### SELECTION
----

#include <ctype.h>
#include <math.h>
#include <stdio.h>
#include <stdlib.h>
#include <string.h>
#include <unistd.h>
/* This program is copyright W. Unruh, 2004 <unruh@physics.ubc.ca> and is
 * released under the GPL license. This copyright notice is not to be
 * removed from  any copies or derivatives of this program.
 */


/* Read a file in from stdin, and calculate the frequency of quatrgrams
 * (four letter combinations) The word starts with C_START and ends with
 * C_END. Only lower case letters are used and only punctuation is - and '.
 * The variable node->count is the number of occurances of the first three
 * letters there are in the input list of words. The node->p[l] is how many
 * occurances of the letter numbered l occur after the first three letters.
 * Only lower case letters are used. 
 * The output is a list of words, randomly made up by choosing the next
 * letter with the probability p[l]/count. The log probability is the log
 * to base 2 (bits) product of p[l]/count for each letter in the word.

----

### PROMPT 1
Retype the five entries below word for word, keeping every line as it appears.

----

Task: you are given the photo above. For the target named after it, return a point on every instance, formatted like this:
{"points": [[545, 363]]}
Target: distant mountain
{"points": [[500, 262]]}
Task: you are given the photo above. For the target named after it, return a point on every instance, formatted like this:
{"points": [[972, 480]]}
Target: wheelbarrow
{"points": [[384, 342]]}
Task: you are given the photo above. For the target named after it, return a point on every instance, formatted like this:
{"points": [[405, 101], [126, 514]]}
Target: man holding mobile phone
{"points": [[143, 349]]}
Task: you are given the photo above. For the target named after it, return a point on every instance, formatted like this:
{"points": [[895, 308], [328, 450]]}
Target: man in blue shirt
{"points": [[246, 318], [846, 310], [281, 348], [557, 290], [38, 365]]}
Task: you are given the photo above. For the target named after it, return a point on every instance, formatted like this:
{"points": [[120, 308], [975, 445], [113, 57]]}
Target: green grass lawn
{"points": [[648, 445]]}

----

### PROMPT 2
In the program comment above, what base is used for the log probability?

### ANSWER 1
Task: you are given the photo above. For the target named after it, return a point on every instance, formatted like this:
{"points": [[545, 363]]}
Target: distant mountain
{"points": [[500, 262]]}
Task: you are given the photo above. For the target named after it, return a point on every instance, formatted like this:
{"points": [[972, 480]]}
Target: wheelbarrow
{"points": [[384, 342]]}
Task: you are given the photo above. For the target named after it, return a point on every instance, formatted like this:
{"points": [[405, 101], [126, 514]]}
Target: man holding mobile phone
{"points": [[143, 349]]}
Task: you are given the photo above. For the target named after it, return a point on every instance, formatted like this:
{"points": [[895, 308], [328, 450]]}
Target: man in blue shirt
{"points": [[246, 318], [846, 310], [281, 348], [557, 290], [38, 365]]}
Task: you are given the photo above. For the target named after it, return a point on every instance, formatted like this:
{"points": [[120, 308], [975, 445], [113, 57]]}
Target: green grass lawn
{"points": [[648, 445]]}

### ANSWER 2
Base 2 (bits).